[AVAILABLE DATA Boundary: Start]
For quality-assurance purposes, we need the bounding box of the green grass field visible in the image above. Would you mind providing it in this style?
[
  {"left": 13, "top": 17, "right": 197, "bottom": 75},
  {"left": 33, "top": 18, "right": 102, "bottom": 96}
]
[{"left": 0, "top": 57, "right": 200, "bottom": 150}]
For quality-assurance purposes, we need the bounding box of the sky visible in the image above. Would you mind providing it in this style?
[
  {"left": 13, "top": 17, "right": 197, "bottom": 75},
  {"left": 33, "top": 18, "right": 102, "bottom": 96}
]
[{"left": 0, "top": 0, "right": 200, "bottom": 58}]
[AVAILABLE DATA Boundary: End]
Look through the records and copy down every line that holds "quality".

For quality-assurance purposes, we need the bounding box of the green grass field visible in the image above. Would you mind providing it in this style?
For quality-assurance purposes, we need the bounding box of the sky visible in the image above. Would you mind providing it in this style?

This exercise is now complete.